(Exercise):
Edit the material below so that every "keypoint" becomes "marker", and leave everything else unchanged.

Labeled-object pointing entries:
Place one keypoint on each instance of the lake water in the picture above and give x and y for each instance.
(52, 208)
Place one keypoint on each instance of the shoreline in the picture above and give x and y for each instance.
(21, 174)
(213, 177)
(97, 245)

(Response to the exercise):
Place one marker on each instance of the lake water in the picture above and give x and y for each instance.
(52, 208)
Place one marker on each instance of the shoreline in the picture above and give x and y for each instance.
(21, 174)
(213, 177)
(97, 245)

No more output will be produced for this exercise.